Segment Start: Data records

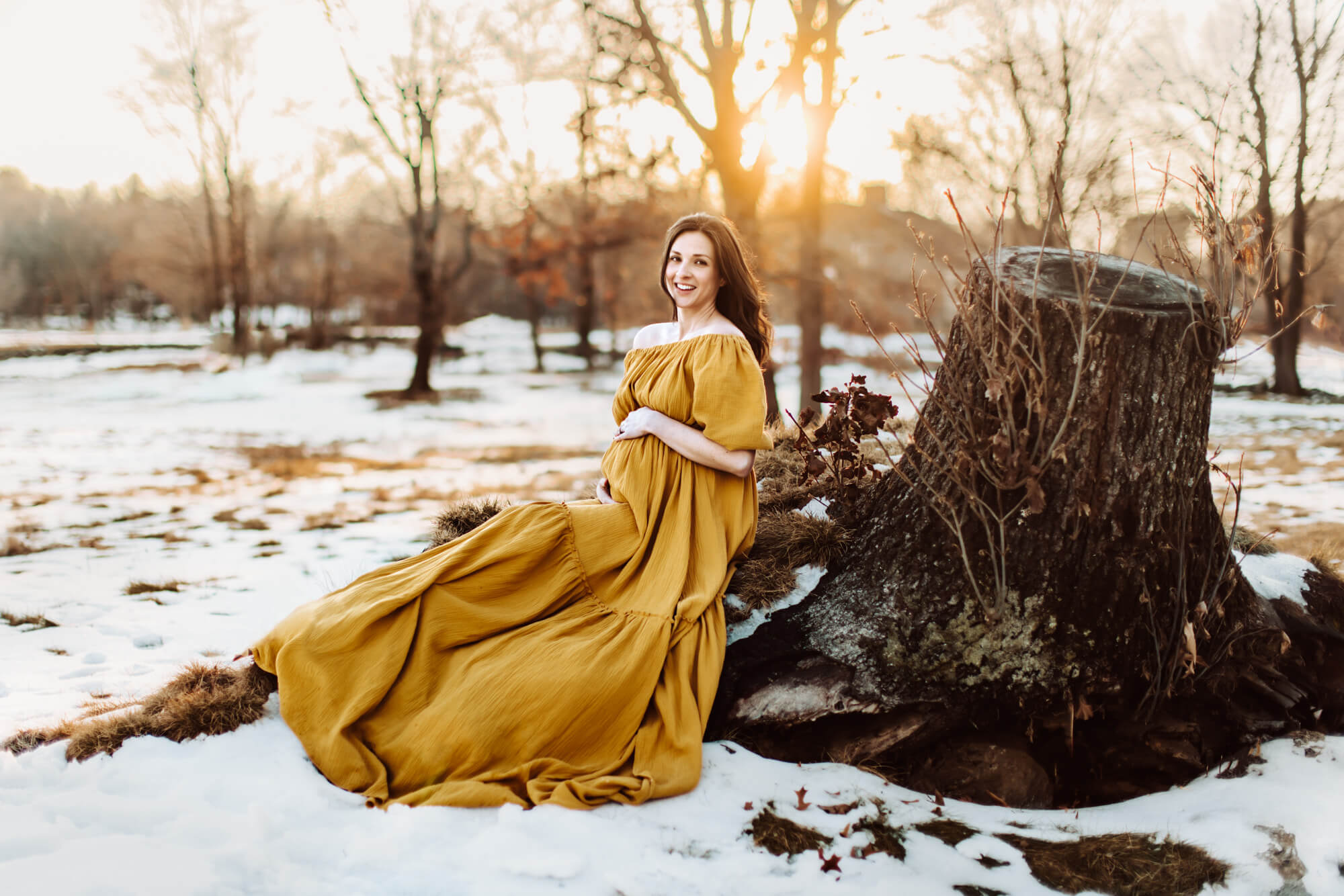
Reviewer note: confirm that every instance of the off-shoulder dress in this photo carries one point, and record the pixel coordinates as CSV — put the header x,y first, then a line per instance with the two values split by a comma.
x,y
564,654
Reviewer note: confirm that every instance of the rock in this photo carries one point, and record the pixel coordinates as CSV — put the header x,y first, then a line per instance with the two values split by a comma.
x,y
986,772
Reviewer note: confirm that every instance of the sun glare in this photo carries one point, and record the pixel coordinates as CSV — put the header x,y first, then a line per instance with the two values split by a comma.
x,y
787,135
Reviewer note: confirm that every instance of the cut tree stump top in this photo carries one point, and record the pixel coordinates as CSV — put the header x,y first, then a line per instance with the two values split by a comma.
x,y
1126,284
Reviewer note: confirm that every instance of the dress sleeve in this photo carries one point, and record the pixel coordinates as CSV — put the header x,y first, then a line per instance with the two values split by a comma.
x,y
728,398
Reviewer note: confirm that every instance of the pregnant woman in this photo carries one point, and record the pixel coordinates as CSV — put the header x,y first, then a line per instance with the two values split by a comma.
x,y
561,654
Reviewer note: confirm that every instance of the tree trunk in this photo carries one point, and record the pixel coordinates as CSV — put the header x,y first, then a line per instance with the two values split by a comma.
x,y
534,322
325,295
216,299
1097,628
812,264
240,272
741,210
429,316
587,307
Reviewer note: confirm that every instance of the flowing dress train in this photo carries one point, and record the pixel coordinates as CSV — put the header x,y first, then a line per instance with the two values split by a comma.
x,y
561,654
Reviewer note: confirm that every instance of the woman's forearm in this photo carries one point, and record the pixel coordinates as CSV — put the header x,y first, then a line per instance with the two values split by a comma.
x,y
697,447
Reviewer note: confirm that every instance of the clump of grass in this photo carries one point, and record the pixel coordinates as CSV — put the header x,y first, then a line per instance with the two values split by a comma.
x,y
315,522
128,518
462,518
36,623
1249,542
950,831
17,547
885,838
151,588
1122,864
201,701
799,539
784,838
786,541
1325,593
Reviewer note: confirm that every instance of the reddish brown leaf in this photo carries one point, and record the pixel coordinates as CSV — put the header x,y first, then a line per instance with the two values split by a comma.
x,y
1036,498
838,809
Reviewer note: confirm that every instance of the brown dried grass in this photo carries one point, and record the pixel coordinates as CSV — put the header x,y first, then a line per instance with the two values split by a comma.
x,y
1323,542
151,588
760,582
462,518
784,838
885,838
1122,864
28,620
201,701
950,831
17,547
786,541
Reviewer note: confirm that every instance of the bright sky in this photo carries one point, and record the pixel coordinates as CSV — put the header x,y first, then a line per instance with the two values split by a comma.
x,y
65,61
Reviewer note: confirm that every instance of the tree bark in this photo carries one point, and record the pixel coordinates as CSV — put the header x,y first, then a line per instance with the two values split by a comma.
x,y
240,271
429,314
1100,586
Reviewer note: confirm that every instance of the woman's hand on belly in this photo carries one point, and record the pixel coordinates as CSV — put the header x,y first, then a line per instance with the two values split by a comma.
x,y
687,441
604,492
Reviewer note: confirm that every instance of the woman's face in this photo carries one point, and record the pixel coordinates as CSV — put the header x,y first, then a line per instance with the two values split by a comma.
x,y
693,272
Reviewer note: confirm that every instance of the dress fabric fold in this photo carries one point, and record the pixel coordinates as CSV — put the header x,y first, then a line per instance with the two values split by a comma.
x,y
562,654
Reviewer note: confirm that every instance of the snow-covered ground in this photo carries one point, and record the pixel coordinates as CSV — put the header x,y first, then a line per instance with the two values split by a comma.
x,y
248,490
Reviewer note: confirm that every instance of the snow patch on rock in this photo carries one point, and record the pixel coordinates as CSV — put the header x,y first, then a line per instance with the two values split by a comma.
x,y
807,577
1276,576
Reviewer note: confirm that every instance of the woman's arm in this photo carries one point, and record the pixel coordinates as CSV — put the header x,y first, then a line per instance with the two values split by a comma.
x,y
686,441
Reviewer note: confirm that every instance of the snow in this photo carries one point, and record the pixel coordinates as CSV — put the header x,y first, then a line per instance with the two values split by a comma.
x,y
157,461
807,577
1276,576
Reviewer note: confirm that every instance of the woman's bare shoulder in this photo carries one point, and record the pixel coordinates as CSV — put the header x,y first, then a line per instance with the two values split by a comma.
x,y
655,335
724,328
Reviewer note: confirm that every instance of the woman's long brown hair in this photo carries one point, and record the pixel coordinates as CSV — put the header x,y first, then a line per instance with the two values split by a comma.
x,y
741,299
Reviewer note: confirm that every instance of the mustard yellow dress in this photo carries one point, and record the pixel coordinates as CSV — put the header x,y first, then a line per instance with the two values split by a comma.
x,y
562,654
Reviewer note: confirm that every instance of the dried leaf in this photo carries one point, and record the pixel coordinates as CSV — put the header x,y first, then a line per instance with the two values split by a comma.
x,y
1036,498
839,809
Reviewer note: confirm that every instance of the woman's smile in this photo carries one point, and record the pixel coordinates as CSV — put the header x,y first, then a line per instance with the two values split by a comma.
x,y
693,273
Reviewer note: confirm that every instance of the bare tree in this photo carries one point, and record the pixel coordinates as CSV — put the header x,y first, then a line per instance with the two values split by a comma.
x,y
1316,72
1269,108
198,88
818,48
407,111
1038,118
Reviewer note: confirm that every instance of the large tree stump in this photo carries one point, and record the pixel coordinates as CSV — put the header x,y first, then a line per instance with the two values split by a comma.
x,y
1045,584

Segment End: Data records

**What you will do:**
Your copy should match the entries exactly, minus the pictures.

**Solution to the problem:**
Reviewer note: confirm that every instance of the off-shoulder dress in this photo carries one point, and record the pixel coordinates as CSV — put the header x,y first, then a line per instance with the two values split by a comma.
x,y
564,654
Reviewer note: confirm that every instance of the rock in this photo carries one point, and record the pixel coordinates as CSV — put the header x,y first, then a line per instance with the two values split by a comma.
x,y
986,772
Reviewer note: confirm that every instance of the sun glare in this photo carries one point, and record the pixel coordinates as CSV — put the header x,y first, then a line per instance with the two values split by a comma.
x,y
787,135
Reviewer note: confirm that every instance of the cut tree stump top in this photo carries one point, and record the pixel coordinates as CSV — put the header x,y first, then a line per instance with the two values split by a comma.
x,y
1126,284
Reviewer note: confirm that every instance of the dress sleeve in this photo carries one point, and record the pixel coordinates as CSV — put the header x,y first, then a line per instance with the two values split by a comma.
x,y
728,398
Reviewer note: confirm that every instance of the pregnant woman in this photo carries one point, and record the pixel coordinates as CSV — put the header x,y first, then a line per instance with the two values split by a comma.
x,y
561,654
Reviewer note: confirm that every instance of the tree trunk in this photo carries one point, and record the pixel coordinates as CSV — put the header x,y first, then a line per instance with the two values split by a comma.
x,y
534,322
325,295
216,299
1097,628
812,264
240,272
741,210
429,316
587,307
Reviewer note: confirm that every instance of the flowing dress train in this photo carries one point, and record the pixel coordinates as CSV — put the header x,y first, then a line per instance with the two values split by a comma.
x,y
561,654
Reviewer note: confirm that every instance of the woman's forearm in this photo carries one point, and record the pixel coordinates as CSV — put the header x,y first, then a line per instance with the two values split by a comma.
x,y
697,447
Reviewer note: confirm that every instance of the clump of grass in this photo carries one point, and record the pixel coordinates as CSV — put the header x,y first, then a line per instance with the two values split by a comma.
x,y
315,522
128,518
462,518
36,623
1249,542
950,831
17,547
885,838
151,588
1122,864
201,701
799,539
784,838
786,541
1325,593
Reviewer note: confirm that every instance of the reddish brown leaf in this photo carries one point, and record the pixel coordinates as CSV — put the header x,y first, then a line per instance with the two values split by a comma.
x,y
1036,498
838,809
Reviewer note: confirm that every instance of the brown dried grass in this photo carries one point, and record the pixel coordinates as CSV — put the header x,y first, then a line per instance with the two values split by a comma.
x,y
1323,542
151,588
760,582
462,518
784,838
885,838
1122,864
28,620
201,701
950,831
17,547
786,541
Reviewer note: confirm that every instance of the bright sky in this photo carries one point, and record the pixel coordinates as CSV — put the header x,y first, then a line per instance with the two values split by a comma.
x,y
65,61
Reviewer note: confirm that every instance of the tree bark in this photo carries one point, and record the pixel coordinates as CSV — put the header x,y first, then a line per instance with the two values split by a comma.
x,y
240,271
429,314
1100,586
Reviewer note: confirm that every instance of the woman's hand on belly in this photo carries one point, and record the pixel coordinates as CSV — put the header x,y first, then a line per instance with the two values split by a comma.
x,y
687,441
604,492
Reviewer note: confirm that every instance of the woman's face in this photo carries one point, and record the pixel coordinates as CSV — put the header x,y first, then a line per instance with the two values split by a comma.
x,y
693,272
Reviewer note: confirm that every instance of the dress fabric fold in this photo carries one point, and record the pixel coordinates as CSV — put the header x,y first, then a line per instance with the two values split by a comma.
x,y
562,654
Reviewer note: confirm that every instance of the snow-covered ground in this photo carries one point, and record the pixel coordinates as CSV — put the header x,y first, then a line per instance with the two values split by a comma.
x,y
248,490
Reviewer note: confirm that every instance of the snow patch on rock in this photo carries one point, and record the pixel coordinates as CSV — put the header x,y first, then a line per instance with the two values split by a comma.
x,y
807,577
1276,576
Reviewer note: confirm that every instance of the woman's arm in this photo carries one point, and record the pixel coordinates as CSV — put the header x,y first, then a line per instance with the two values split by a comma.
x,y
686,441
Reviewer note: confirm that every instance of the snow in this photo carries one point, and record the pixel coordinates as CSV — put the header x,y first, then a line per instance with the two values split by a comma.
x,y
157,461
807,577
1276,576
Reviewer note: confirm that every instance of the woman's bare shoulder in this photo carries one point, and record the pixel coordinates as CSV — put the header x,y first, then a line per instance with the two values split by a comma.
x,y
655,335
724,328
Reviewer note: confirm that every instance of the woman's long brown hair in this photo carries one point, and record the pixel coordinates as CSV — put the header x,y first, then a line per instance with the two values split by a comma.
x,y
741,299
Reviewer note: confirm that every instance of the mustard yellow dress in this photo carries one point, and record the pixel coordinates as CSV — put the header x,y first, then a line per instance with the two values split by a comma.
x,y
562,654
Reviewer note: confirm that every instance of the dried leaf in this photo carries one point, and record the pixel coordinates as CSV — put the header x,y first, then a line per instance with the two values split by a comma.
x,y
1036,498
839,809
Reviewer note: confirm that every instance of the woman's smile in this photo carries one point, and record the pixel coordinates as CSV — put the header x,y first, then a line per instance with the two values split by a comma.
x,y
693,273
Reviewer note: confirm that every instance of the bare tree in this photo carries one point, and record the pixel coordinates as CSV — put the header x,y first, then a line per instance with the two values split by a comma.
x,y
1316,72
1269,108
198,88
818,48
407,111
1038,118
Reviewer note: confirm that every instance of the large tree stump in this photo carries one point, and record the pixel coordinates as CSV — put the header x,y first, then a line per instance with the two values split by a comma.
x,y
1045,584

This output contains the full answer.